Rewrite the lines below with "taekwondo performer" changed to "martial artist" and nothing else altered.
↓↓↓
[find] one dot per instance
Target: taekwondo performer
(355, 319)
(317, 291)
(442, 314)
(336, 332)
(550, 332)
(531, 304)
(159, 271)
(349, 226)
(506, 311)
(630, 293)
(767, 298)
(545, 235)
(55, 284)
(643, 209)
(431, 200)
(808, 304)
↑↑↑
Expected answer ::
[find] one dot per instance
Target: martial artist
(355, 319)
(317, 291)
(442, 314)
(336, 332)
(550, 332)
(531, 304)
(159, 271)
(349, 226)
(506, 311)
(630, 293)
(767, 298)
(545, 235)
(55, 284)
(643, 209)
(431, 200)
(808, 304)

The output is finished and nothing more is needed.